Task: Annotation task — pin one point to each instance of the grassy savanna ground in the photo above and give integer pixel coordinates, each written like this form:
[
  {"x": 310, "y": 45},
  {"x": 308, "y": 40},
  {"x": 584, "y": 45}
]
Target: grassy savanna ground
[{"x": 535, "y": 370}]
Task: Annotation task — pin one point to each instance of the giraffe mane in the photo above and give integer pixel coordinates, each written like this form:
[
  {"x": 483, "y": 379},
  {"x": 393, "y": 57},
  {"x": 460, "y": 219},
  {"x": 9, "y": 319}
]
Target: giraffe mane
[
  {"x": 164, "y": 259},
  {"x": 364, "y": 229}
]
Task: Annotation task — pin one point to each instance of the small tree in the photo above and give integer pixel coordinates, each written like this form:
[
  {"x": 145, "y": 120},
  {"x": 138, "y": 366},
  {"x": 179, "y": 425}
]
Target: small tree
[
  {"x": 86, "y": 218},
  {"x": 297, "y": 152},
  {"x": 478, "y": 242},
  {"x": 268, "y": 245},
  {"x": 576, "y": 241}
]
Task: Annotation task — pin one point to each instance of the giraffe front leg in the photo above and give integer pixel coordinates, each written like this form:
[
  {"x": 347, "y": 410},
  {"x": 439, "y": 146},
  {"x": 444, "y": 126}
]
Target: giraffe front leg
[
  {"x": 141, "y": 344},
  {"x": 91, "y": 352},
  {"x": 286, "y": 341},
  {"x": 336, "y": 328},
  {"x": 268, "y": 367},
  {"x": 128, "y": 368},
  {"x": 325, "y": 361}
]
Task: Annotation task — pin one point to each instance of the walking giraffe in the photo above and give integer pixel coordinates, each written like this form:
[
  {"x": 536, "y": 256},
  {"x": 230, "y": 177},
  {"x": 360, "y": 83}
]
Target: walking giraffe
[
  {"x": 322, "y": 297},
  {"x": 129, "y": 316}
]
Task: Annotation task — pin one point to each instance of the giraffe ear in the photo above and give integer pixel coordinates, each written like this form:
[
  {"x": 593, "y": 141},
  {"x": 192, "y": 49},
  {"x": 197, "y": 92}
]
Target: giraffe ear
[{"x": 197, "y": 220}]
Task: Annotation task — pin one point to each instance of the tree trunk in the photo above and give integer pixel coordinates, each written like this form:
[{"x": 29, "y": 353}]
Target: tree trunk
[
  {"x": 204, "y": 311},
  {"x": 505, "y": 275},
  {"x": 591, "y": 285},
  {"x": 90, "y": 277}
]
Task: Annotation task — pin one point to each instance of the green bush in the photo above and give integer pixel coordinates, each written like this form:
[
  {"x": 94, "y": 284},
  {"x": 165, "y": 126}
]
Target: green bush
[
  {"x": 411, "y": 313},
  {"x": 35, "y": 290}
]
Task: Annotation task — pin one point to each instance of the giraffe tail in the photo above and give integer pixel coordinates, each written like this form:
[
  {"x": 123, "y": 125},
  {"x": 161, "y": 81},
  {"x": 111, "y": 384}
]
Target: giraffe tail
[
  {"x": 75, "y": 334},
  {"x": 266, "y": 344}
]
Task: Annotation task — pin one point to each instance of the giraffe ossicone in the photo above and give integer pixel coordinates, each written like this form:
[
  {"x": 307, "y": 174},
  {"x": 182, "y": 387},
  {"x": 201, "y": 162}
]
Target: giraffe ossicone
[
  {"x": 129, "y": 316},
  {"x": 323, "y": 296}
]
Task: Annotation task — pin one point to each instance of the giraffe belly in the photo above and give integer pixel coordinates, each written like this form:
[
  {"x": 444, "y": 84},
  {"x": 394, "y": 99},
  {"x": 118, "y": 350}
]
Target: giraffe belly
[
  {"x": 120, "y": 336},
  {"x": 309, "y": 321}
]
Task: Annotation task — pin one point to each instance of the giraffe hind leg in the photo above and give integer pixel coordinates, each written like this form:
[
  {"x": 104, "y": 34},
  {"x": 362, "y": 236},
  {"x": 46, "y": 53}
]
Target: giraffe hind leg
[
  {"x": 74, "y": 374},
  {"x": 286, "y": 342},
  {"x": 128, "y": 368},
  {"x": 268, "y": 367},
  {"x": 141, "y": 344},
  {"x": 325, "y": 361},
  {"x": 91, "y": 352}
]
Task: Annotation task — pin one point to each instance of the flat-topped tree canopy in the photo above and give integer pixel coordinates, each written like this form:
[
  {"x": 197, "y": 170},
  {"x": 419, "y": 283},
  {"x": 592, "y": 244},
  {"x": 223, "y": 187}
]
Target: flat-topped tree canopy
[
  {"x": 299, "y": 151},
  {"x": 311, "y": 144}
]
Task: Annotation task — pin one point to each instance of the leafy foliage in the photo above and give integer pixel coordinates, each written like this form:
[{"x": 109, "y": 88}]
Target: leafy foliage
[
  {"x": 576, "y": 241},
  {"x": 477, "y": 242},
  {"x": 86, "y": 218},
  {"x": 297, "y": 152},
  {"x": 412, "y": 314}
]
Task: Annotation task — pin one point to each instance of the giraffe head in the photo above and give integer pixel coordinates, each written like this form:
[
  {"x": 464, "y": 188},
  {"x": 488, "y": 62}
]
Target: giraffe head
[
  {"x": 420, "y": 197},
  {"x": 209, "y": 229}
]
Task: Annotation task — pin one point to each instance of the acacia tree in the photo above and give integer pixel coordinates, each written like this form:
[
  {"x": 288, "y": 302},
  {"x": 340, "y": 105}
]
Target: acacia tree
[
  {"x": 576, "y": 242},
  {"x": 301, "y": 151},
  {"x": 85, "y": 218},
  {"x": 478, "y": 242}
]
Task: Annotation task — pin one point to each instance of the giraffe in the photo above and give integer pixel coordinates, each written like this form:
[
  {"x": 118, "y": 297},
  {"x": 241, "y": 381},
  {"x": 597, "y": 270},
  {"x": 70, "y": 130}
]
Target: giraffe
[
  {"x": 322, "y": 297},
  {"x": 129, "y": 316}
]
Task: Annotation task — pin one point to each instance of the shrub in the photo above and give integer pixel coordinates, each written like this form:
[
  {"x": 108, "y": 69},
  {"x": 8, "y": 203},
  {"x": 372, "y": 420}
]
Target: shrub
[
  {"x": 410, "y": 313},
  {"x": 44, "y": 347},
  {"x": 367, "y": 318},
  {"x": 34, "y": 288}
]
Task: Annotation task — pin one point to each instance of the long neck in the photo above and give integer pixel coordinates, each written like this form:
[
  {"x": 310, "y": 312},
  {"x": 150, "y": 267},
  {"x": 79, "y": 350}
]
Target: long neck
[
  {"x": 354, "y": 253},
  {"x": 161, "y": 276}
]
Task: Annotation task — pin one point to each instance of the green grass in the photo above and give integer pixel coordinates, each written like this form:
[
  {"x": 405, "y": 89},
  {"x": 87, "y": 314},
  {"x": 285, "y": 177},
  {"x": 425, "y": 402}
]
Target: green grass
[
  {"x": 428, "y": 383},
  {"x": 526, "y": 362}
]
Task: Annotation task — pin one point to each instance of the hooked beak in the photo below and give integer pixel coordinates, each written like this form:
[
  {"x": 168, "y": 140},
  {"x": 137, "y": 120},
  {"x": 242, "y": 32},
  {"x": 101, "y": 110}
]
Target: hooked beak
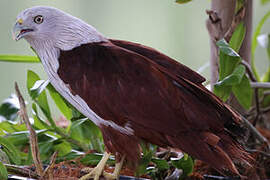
........
• [THE REQUEST]
State how many lines of the records above contain the word "walking", treating case as significant. Give only the number.

• [RESULT OF THIS EXERCISE]
2